:: Records for the task ::
※ ※ ※

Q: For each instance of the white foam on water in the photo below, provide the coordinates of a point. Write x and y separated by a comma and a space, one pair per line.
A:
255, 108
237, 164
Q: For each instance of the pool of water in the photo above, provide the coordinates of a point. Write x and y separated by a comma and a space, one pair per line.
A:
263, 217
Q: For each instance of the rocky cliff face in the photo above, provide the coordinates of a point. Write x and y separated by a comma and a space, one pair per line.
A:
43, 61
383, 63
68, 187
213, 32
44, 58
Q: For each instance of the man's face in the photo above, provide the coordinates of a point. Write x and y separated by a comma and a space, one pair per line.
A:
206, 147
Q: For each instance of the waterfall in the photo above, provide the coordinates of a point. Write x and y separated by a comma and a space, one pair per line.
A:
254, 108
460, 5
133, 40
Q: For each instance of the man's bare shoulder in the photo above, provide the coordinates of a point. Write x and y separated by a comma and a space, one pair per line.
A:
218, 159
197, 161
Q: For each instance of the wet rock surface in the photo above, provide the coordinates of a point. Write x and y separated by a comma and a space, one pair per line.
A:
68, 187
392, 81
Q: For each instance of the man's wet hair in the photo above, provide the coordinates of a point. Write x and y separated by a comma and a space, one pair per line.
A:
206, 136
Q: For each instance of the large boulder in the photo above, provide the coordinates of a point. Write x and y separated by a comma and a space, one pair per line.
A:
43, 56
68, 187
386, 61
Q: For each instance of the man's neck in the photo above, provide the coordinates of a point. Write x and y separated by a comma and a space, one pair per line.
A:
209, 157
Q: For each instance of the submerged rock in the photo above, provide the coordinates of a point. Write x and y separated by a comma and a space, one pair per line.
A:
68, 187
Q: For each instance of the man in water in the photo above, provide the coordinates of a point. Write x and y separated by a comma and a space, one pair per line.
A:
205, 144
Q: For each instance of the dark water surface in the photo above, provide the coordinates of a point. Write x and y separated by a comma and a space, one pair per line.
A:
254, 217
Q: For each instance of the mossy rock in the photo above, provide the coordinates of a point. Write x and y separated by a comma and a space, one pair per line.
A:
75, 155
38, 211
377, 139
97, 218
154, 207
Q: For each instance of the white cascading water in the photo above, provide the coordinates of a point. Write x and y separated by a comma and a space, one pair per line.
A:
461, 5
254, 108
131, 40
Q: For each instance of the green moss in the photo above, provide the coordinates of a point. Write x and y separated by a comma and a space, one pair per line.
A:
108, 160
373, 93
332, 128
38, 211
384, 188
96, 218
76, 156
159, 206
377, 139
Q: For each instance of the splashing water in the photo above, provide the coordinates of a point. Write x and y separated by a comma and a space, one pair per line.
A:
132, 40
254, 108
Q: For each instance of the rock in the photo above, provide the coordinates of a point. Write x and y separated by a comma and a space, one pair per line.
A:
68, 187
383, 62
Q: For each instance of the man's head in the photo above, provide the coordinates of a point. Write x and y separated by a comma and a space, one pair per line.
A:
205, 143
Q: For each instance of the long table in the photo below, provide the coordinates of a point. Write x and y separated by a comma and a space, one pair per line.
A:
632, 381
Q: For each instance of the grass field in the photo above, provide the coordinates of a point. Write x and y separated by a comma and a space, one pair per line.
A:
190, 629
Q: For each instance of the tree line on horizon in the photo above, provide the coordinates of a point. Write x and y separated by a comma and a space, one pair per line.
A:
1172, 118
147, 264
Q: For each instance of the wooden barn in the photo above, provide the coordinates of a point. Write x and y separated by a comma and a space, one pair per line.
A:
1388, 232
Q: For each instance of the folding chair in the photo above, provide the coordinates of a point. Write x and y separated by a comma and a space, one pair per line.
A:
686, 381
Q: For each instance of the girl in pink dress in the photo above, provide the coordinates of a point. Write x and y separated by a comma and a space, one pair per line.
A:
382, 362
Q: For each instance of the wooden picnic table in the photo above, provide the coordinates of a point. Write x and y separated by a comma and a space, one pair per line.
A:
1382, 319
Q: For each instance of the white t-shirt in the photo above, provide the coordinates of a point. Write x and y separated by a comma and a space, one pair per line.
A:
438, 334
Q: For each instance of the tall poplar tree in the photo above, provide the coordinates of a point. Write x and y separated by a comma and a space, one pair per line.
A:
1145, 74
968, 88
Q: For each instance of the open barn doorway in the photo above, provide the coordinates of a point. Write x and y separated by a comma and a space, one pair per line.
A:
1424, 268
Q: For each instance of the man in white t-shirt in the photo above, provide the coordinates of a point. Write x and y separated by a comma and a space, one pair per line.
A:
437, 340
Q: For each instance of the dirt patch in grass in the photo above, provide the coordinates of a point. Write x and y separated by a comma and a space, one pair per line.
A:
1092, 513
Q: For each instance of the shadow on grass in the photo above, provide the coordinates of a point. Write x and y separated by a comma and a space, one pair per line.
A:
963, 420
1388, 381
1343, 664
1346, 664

※ ※ ※

:: What is needed ::
Copy out the listing above in full, substituting "give" for each occurrence of "provide" and keeping every other word unchanged.

:: Final result ::
Q: For each instance of the white foam on water in the photo below, give the coordinates of a point. Write x and y separated by a comma and a space, one pair per line.
A:
255, 108
237, 164
Q: For each instance of the pool of water in the photo above, give the coordinates of a point. Write x and y separated by a comma and a space, one pair per line.
A:
263, 217
Q: For each instance of the rocky cliff face in the photo above, give the coordinates of a point. Write x and y separated by a comma and a space, one pair per line.
A:
43, 61
383, 63
68, 187
213, 32
44, 58
Q: For each instance of the man's face in the photo above, give the coordinates of a point. Write x and y separated by a comma and a space, one pair per line.
A:
206, 147
Q: For each instance of the waterfall in the photo above, give the coordinates of a point. Write x and y separated by a comma and a space, one pair per line.
A:
254, 108
460, 5
133, 40
Q: For each instance of the man's bare shoulder in the photo above, give the coordinates of a point. Write x and y separated by a comma and a space, one pair per line.
A:
218, 159
197, 161
Q: For each instance of the wet rock surface in the photo above, give the coordinates of a point. Write x and y separated by a comma and a space, one pair per line.
A:
68, 187
392, 81
Q: For each instance of the man's wet hair in the photo above, give the coordinates of a point. Write x and y separated by a comma and a space, one pair per line.
A:
206, 136
Q: For each instance of the large boulder in the photo above, give the coordinates of a point. Write x and y separated by a comma and a space, one pair per line.
A:
43, 56
68, 187
386, 61
Q: For each instance of the man's neck in the photo above, give the coordinates of a point. Write x and y separated by a comma and a space, one pair per line.
A:
209, 157
Q: For each instance of the submerged rock in the photo above, give the coordinates of a point. Write x and y separated by a comma and a space, one pair per line.
A:
68, 187
Q: For each instance of the man in water in the photo above, give the coordinates of a point. Write x and y separated by a comma and a space, one pair per line.
A:
205, 144
Q: For each instance of the dark water surface in the photo above, give the coordinates of a point. Write x and y separated by a comma and a space, one pair per line.
A:
254, 217
Q: For each instance of the mossy rock in the photo above, give the coordinates of a point. Write x and y separated by a comma and a space, one pair per line.
A:
75, 155
38, 211
377, 139
97, 218
154, 207
Q: For each instance of the white cascading water in the photo above, give the coordinates of a point. Write x and y separated by a comma and a space, one pair per line.
A:
461, 5
254, 108
131, 40
Q: For each instance of the green moss in the photo above, give the coordinates of a point. Write x and y separated by a comma and a space, one pair per line.
A:
108, 160
373, 93
332, 128
38, 211
384, 188
96, 218
76, 156
159, 206
377, 139
Q: For each instance of the splashing water in the photo above, give the coordinates of a point. Write x and y separated by a comma and a space, one pair per line.
A:
132, 40
254, 108
Q: For each instance of the rock in the photo above, give the coordinates of a point. Write x and y separated by a comma and a space, one pair per line.
A:
68, 187
383, 62
Q: For each instance of the man's head in the photo above, give the coordinates of a point. Write x and y separated by a comma and a space, one pair per line.
A:
205, 143
Q: For each instance of the long table in the photo below, give the coordinates of a point. Write x and y separated by a comma and a space, one pair per line.
A:
632, 381
Q: For each instance of the grass field in the photo above, give the coordinates of a point. Write x and y separated by a comma and a space, one pair per line.
A:
190, 629
Q: For each instance of the tree line on horizon in the photo above, give the coordinates of a point. Write x and y separated by a comma and a space, one pair per line.
A:
1172, 118
147, 264
Q: For each instance of the wooden barn in the photo above, give the coordinates of a point. Write x and y separated by a comma and a space, one pair per line.
A:
1388, 232
Q: For each instance of the folding chair in the photo above, give the coordinates of a point. Write x and y separated by a comma and a space, one pair per line.
A:
686, 381
Q: For each instance of the girl in pink dress in the photo above, give the coordinates of a point. Write x and y separated by a comma and a space, one pair per line.
A:
382, 362
Q: For each instance of the wooden picnic table in the photo above, give the coordinates of a point. Write x and y separated by a comma and a space, one pair per line.
A:
1382, 319
Q: For each instance of the white t-shirt in the photo above, give the coordinates of a point. Write x and y separated by a comma and a space, one pair per line.
A:
438, 334
Q: For each instance of the tall poplar tree in the photo above, give the coordinates of a point. Write x and y separated by a comma and a space, one pair per line.
A:
1145, 74
968, 88
Q: For each instance of the open barn doorway in the photo above, give the coordinates of a point. Write x and y separated by a comma and a space, one pair per line.
A:
1424, 268
Q: For each instance of the man in white t-shirt in the photo above, give the coordinates of a point. Write x and y separated by a comma and a space, one pair per line.
A:
437, 340
Q: For each instance of the dirt patch in grass in the photo above, give the coordinates of a point. Write x and y separated by a comma and a space, one pair per line.
A:
1092, 513
Q: For each instance of the shadow on grass in the photo above, give the coordinates of a point. Write x and y separated by a comma and a space, one pair per line.
A:
963, 420
1388, 381
1343, 664
1346, 664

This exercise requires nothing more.